◆ Task directions:
Please pull out each line in the rows below that contains the string "blonde", and copy those lines unchanged.

[Detection annotation rows]
----
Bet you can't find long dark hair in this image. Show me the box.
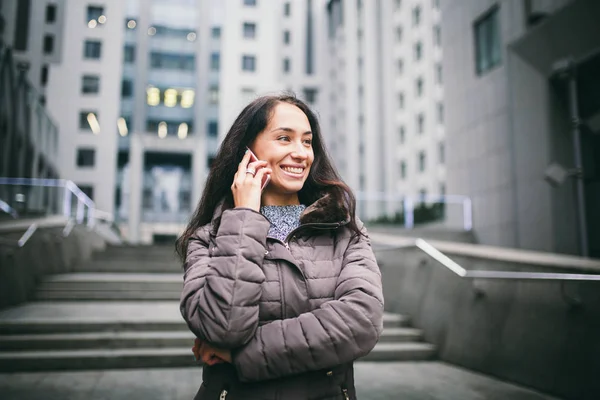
[176,94,360,260]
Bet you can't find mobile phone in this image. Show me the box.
[246,147,271,190]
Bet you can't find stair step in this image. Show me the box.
[0,343,435,372]
[0,328,421,351]
[360,342,436,361]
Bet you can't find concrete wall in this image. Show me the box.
[377,249,600,399]
[0,226,105,309]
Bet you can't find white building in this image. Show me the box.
[323,0,446,218]
[442,0,600,256]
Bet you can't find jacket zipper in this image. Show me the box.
[342,389,350,400]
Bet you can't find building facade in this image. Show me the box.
[442,0,600,256]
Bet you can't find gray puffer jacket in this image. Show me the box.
[181,195,383,400]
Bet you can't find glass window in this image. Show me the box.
[415,42,423,61]
[46,4,56,24]
[419,151,427,172]
[283,58,291,73]
[475,6,502,75]
[40,64,48,86]
[121,79,133,99]
[415,78,423,97]
[210,53,221,71]
[83,40,102,59]
[79,110,98,131]
[44,35,54,54]
[77,148,96,168]
[242,55,256,71]
[417,114,425,134]
[208,86,219,104]
[244,22,256,39]
[150,52,196,71]
[123,44,135,64]
[85,6,104,25]
[413,6,421,26]
[206,121,219,137]
[81,75,100,94]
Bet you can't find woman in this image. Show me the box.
[177,96,383,400]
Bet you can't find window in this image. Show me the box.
[44,35,54,54]
[79,110,98,131]
[46,4,56,24]
[283,57,290,74]
[415,42,423,61]
[123,44,135,64]
[435,64,443,85]
[304,88,318,104]
[419,151,427,172]
[77,148,96,168]
[244,22,256,39]
[210,53,221,71]
[415,78,423,97]
[85,6,104,25]
[242,55,256,71]
[208,86,219,104]
[121,79,133,99]
[40,64,48,86]
[475,6,501,75]
[396,26,402,43]
[413,6,421,26]
[206,121,219,137]
[83,40,102,59]
[417,114,425,134]
[398,93,404,110]
[433,25,442,47]
[77,184,94,200]
[150,52,196,71]
[81,75,100,94]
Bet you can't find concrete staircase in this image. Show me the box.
[0,246,435,372]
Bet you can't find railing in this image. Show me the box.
[0,178,106,227]
[356,192,473,231]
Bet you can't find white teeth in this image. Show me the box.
[282,167,304,174]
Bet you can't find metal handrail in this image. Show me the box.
[375,238,600,281]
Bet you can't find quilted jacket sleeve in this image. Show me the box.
[233,222,383,381]
[180,208,270,348]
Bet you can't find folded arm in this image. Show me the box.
[233,225,383,381]
[180,209,270,348]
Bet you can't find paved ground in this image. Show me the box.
[0,362,554,400]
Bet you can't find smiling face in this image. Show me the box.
[250,103,315,205]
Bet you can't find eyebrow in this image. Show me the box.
[271,126,313,135]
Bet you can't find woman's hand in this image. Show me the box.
[192,338,231,365]
[231,152,272,211]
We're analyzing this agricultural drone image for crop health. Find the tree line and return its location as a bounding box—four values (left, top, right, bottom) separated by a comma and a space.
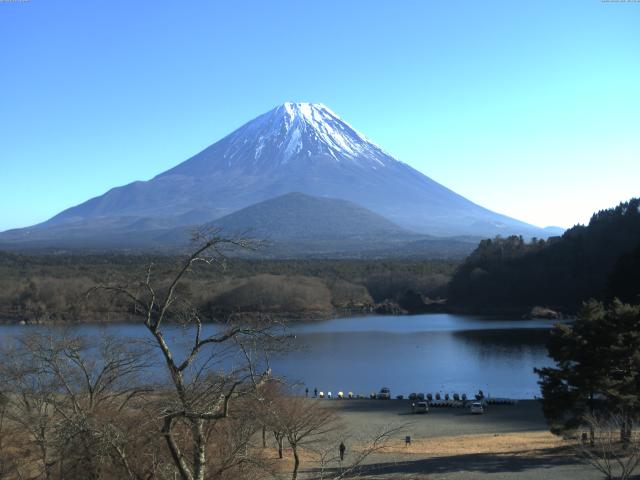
447, 198, 640, 312
0, 237, 393, 480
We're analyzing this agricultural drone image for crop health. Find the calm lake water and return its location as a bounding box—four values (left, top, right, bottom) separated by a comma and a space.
0, 314, 554, 399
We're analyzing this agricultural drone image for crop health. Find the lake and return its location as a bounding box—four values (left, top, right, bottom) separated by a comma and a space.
0, 314, 554, 399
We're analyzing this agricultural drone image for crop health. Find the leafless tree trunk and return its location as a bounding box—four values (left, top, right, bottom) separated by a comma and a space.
92, 231, 270, 480
576, 414, 640, 480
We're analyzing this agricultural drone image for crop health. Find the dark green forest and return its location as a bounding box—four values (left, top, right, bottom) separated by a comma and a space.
448, 198, 640, 313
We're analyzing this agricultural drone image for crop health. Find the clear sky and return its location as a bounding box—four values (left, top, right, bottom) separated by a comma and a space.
0, 0, 640, 230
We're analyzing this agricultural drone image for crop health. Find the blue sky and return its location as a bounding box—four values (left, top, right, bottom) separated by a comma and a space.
0, 0, 640, 230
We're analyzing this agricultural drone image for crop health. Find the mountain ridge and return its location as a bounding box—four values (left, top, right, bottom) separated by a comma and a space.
0, 102, 549, 251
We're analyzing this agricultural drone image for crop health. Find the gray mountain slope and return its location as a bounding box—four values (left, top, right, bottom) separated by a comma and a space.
157, 192, 480, 258
0, 99, 548, 246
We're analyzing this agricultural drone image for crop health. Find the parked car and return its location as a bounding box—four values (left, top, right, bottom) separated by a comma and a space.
376, 387, 391, 400
414, 402, 429, 413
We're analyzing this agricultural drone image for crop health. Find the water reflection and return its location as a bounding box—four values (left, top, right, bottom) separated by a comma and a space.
0, 314, 553, 398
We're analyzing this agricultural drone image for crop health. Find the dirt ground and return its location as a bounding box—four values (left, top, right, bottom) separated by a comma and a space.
294, 399, 603, 480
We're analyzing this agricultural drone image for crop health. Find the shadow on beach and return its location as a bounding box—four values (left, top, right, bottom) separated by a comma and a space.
310, 447, 598, 480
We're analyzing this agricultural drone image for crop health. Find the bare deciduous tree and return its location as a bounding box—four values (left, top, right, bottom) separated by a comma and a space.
576, 414, 640, 480
94, 233, 270, 480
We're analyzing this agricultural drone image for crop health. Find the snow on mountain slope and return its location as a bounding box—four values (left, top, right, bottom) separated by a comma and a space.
3, 102, 548, 244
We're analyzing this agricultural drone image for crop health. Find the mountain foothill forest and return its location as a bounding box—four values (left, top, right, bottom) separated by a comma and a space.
0, 198, 640, 322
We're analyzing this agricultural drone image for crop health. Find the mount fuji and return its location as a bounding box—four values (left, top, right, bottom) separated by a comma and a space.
0, 102, 550, 251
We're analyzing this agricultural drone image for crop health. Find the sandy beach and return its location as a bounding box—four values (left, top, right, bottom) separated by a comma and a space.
296, 399, 602, 480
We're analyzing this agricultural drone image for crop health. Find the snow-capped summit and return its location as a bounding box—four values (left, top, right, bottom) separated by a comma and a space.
172, 102, 396, 169
3, 102, 547, 244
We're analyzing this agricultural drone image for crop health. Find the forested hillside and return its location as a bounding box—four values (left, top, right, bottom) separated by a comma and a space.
0, 252, 455, 322
448, 198, 640, 312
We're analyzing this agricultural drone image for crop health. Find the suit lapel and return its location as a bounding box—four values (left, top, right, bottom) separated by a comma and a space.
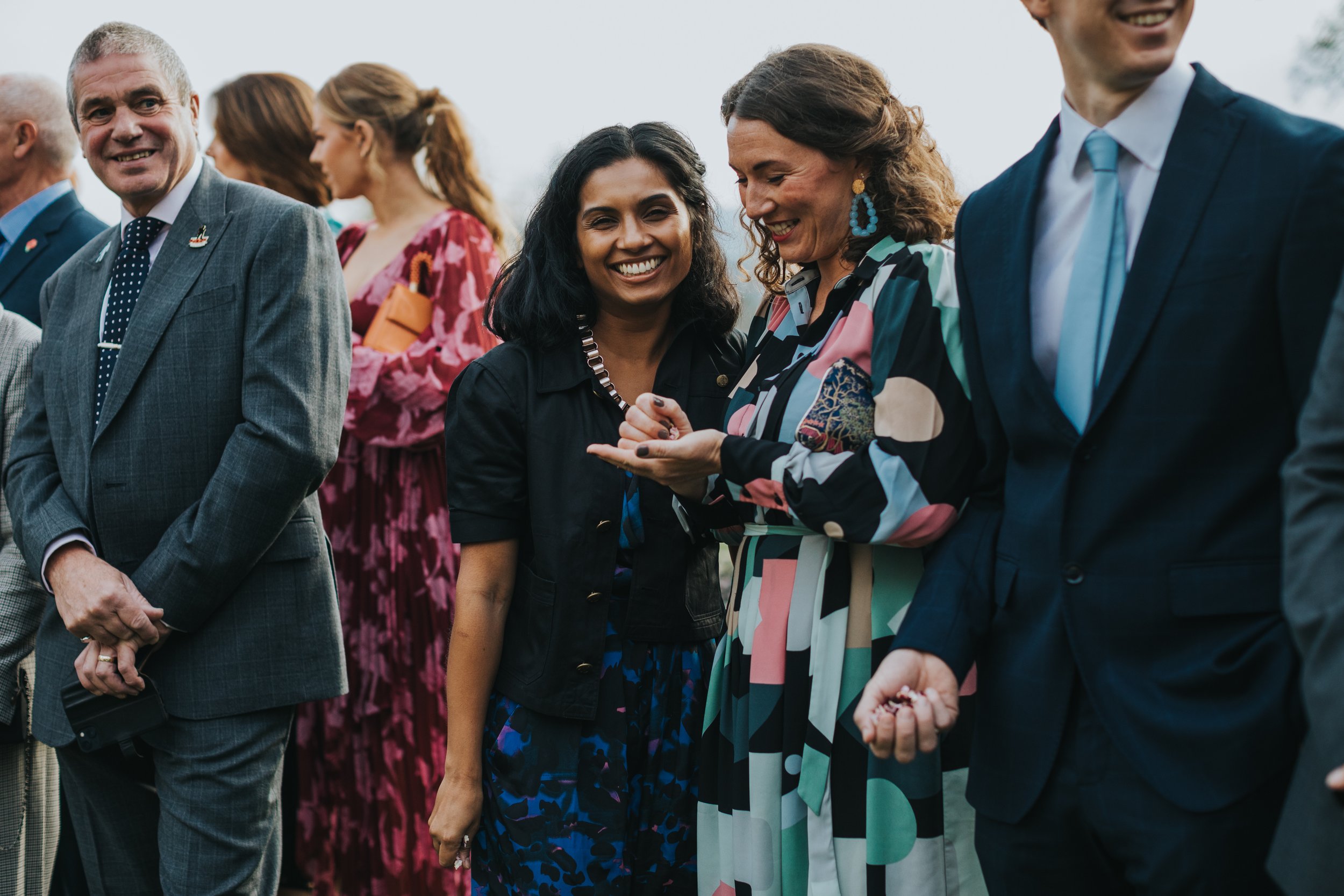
89, 165, 228, 439
1089, 68, 1245, 426
74, 224, 121, 445
0, 191, 77, 293
980, 118, 1077, 438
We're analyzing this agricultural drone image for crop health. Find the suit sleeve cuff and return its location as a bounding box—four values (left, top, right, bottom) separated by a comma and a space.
42, 532, 98, 594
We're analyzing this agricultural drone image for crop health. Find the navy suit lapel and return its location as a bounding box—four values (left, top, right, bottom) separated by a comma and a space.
0, 191, 78, 293
977, 117, 1077, 438
1089, 66, 1245, 426
89, 165, 228, 439
76, 224, 121, 445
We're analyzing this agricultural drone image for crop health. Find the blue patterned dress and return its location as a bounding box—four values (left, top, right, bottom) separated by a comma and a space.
472, 474, 714, 896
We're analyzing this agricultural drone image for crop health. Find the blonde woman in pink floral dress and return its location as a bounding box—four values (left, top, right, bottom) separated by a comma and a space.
297, 63, 500, 896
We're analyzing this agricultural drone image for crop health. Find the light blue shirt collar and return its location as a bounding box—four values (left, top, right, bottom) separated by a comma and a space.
0, 180, 73, 258
1055, 62, 1195, 172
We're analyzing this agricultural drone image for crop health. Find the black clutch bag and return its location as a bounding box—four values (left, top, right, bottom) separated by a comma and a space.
61, 673, 168, 756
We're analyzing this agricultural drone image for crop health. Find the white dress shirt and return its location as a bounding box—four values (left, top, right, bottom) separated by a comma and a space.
42, 153, 206, 591
1031, 62, 1195, 387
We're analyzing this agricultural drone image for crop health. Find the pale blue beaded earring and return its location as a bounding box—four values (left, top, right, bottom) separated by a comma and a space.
849, 177, 878, 236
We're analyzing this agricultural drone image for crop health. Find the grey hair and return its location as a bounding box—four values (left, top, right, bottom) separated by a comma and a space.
66, 21, 191, 130
0, 73, 80, 173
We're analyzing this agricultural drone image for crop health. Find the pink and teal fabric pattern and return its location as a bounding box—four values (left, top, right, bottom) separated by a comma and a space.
685, 239, 984, 896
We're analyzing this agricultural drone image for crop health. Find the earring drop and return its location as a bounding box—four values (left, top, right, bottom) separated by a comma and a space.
849, 177, 878, 236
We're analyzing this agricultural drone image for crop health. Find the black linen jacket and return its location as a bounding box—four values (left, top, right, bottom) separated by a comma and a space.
445, 321, 744, 719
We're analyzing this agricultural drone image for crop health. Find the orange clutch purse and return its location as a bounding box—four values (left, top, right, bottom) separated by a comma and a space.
364, 253, 434, 355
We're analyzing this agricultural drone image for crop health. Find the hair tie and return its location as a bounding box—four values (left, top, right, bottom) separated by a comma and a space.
416, 87, 442, 113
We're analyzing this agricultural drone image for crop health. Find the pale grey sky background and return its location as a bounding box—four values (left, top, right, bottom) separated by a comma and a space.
0, 0, 1344, 226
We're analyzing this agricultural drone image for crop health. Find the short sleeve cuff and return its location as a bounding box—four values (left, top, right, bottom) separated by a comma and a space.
448, 509, 524, 544
719, 435, 789, 485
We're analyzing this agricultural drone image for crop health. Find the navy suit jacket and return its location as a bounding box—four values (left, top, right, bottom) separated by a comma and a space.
894, 68, 1344, 822
0, 189, 108, 326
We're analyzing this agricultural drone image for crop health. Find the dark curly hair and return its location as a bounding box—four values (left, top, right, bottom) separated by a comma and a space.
719, 43, 961, 293
485, 121, 739, 348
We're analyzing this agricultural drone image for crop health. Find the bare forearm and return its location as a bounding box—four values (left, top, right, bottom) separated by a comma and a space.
445, 591, 510, 777
444, 540, 518, 779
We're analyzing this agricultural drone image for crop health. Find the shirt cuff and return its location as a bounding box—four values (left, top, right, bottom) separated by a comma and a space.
42, 532, 98, 594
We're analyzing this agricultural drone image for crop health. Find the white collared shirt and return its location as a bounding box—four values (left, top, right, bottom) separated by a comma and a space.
42, 152, 206, 591
1031, 62, 1195, 385
98, 152, 206, 329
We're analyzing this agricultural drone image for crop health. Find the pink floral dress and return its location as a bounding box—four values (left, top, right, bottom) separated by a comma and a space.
297, 208, 499, 896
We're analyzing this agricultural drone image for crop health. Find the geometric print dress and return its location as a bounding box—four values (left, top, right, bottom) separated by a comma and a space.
684, 238, 984, 896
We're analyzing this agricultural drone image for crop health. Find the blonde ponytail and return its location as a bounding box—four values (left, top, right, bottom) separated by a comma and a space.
317, 62, 505, 251
419, 87, 504, 250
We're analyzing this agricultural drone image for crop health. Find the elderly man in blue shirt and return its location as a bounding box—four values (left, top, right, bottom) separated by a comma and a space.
0, 74, 106, 325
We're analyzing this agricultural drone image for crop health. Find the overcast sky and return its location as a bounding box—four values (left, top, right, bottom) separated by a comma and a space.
0, 0, 1344, 231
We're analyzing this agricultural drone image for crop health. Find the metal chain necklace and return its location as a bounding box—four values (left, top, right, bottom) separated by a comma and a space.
577, 314, 631, 414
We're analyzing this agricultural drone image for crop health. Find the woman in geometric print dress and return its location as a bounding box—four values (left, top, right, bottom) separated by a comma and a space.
297, 64, 499, 896
599, 44, 983, 896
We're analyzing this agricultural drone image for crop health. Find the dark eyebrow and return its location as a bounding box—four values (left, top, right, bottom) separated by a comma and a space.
80, 86, 166, 111
580, 193, 672, 218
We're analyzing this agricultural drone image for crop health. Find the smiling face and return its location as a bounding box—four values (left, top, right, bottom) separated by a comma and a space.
1023, 0, 1195, 91
728, 116, 859, 264
73, 54, 201, 215
308, 103, 373, 199
577, 159, 692, 310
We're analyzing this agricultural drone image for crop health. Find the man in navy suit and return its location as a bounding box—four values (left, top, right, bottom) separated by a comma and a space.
855, 0, 1344, 896
0, 75, 108, 326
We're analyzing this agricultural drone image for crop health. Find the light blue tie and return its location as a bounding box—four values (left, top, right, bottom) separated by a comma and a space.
1055, 130, 1126, 433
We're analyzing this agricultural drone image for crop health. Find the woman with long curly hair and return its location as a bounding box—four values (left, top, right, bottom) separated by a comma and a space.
589, 44, 980, 896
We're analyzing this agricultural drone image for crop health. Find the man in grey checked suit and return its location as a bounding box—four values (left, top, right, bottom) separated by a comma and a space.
5, 23, 349, 896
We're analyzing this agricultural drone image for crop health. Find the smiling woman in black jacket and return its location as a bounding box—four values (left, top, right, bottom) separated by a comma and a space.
430, 124, 742, 893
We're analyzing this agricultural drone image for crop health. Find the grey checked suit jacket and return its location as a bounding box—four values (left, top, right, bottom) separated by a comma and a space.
0, 307, 47, 724
5, 165, 349, 746
1269, 276, 1344, 896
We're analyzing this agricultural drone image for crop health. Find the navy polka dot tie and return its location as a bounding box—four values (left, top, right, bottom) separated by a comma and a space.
93, 218, 164, 427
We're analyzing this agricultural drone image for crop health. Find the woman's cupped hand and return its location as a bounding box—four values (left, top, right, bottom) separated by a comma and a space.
588, 392, 723, 501
429, 770, 483, 869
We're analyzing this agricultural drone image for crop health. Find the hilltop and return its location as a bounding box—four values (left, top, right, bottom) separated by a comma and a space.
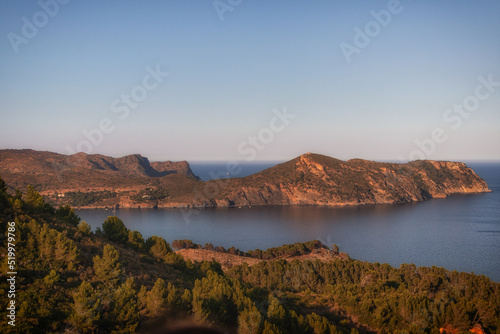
0, 150, 490, 208
204, 153, 490, 206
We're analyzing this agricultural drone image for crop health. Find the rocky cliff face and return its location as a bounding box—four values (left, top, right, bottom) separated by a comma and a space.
194, 153, 490, 206
151, 161, 199, 179
0, 150, 490, 207
0, 150, 197, 191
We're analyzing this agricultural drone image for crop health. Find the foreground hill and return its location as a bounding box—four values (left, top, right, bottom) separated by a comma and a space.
0, 150, 490, 207
0, 179, 500, 334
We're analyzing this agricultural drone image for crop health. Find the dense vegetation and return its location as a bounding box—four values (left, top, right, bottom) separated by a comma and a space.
130, 187, 169, 203
0, 179, 500, 333
172, 239, 332, 260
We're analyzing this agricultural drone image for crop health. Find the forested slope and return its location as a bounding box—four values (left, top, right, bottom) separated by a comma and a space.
0, 180, 500, 333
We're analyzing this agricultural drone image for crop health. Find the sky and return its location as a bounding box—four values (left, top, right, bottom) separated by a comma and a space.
0, 0, 500, 162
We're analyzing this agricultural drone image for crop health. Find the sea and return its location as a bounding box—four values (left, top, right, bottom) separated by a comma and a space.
77, 162, 500, 282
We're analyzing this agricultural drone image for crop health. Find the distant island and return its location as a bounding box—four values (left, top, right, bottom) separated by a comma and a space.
0, 150, 490, 208
0, 178, 500, 334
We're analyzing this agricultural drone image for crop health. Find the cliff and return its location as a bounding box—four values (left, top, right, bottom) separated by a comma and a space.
0, 150, 198, 195
195, 153, 490, 206
0, 150, 490, 207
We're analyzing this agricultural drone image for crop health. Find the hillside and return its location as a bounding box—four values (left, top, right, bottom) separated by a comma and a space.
0, 150, 490, 207
0, 150, 200, 207
0, 179, 500, 334
197, 153, 490, 206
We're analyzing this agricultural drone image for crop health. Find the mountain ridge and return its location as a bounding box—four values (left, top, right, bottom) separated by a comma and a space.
0, 150, 490, 208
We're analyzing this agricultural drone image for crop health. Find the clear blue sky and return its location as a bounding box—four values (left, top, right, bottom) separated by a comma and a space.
0, 0, 500, 161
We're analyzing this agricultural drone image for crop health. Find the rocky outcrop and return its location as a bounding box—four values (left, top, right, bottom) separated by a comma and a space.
0, 150, 201, 192
151, 161, 199, 179
0, 150, 490, 207
201, 153, 490, 206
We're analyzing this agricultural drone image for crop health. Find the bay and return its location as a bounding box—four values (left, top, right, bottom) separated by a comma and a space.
77, 163, 500, 282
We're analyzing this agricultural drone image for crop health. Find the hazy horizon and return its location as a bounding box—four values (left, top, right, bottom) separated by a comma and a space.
0, 0, 500, 162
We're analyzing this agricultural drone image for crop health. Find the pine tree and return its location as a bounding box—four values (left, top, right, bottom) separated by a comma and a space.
93, 244, 122, 284
71, 281, 100, 333
102, 216, 128, 243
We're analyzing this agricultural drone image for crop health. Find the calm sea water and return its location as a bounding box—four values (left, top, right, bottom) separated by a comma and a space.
78, 163, 500, 282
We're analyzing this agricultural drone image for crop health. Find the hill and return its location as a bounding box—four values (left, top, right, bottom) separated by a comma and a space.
197, 153, 490, 206
0, 150, 490, 207
0, 179, 500, 334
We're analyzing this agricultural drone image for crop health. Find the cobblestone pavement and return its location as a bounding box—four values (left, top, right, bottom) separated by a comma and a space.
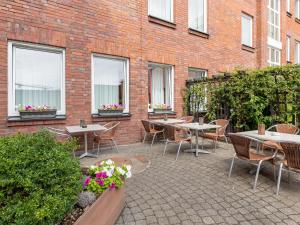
----
◆ Solution:
We're analyzing this agricultural drone image for crop health. Find the blonde woman in pink floral dress and return its location as a bounding box—four values (left, top, right, bottom) separated by a comma and a space.
We're analyzing this agricultural drone image for crop health. Find the blonde ponytail and return its location as a bounding box—four values (left, top, right, bottom) separated by a comma and a space.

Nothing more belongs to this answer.